:: Provided data ::
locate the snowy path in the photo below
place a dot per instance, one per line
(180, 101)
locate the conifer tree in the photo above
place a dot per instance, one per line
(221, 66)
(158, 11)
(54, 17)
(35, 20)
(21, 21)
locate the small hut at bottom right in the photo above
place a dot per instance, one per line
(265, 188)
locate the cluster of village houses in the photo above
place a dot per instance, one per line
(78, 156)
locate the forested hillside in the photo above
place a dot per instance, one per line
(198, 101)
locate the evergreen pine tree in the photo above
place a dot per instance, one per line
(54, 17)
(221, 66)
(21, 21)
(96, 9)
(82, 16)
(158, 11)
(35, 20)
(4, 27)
:::
:: Provided data ::
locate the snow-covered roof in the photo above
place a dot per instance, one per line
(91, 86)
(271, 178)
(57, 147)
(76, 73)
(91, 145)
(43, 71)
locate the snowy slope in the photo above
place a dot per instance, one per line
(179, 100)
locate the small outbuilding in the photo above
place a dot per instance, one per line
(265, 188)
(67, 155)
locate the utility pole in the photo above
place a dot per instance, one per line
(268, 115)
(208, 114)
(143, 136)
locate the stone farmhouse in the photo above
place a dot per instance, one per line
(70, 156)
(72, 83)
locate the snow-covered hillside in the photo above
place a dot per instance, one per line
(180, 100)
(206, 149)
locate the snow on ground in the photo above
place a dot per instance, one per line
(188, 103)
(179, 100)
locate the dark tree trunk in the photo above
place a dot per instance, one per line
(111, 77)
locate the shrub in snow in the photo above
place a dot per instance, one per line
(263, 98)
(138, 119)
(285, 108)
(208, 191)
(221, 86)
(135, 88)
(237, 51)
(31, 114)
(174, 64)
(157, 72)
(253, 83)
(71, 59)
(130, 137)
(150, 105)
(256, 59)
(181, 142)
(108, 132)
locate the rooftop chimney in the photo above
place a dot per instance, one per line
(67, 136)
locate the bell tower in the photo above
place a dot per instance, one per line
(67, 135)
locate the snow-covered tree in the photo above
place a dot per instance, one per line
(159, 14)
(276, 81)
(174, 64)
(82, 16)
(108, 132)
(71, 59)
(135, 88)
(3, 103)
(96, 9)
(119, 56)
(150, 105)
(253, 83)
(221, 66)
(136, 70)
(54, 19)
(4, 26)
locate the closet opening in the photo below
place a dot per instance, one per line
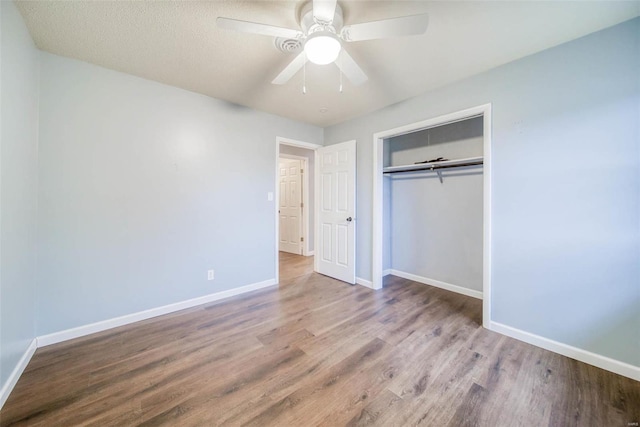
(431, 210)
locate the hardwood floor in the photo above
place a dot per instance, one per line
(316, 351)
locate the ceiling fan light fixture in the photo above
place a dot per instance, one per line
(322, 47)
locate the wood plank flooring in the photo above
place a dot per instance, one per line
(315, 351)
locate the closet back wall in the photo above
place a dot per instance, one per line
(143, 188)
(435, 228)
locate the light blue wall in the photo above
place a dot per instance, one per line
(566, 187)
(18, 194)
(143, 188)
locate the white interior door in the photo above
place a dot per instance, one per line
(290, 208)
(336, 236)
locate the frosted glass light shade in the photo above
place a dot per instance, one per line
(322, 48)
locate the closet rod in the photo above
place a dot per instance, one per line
:::
> **The task**: Which lines in the items above contain the word "below"? Copy every one of them.

> **Complete output**:
locate the snowy path in the photo below
locate the closet opening in the photo below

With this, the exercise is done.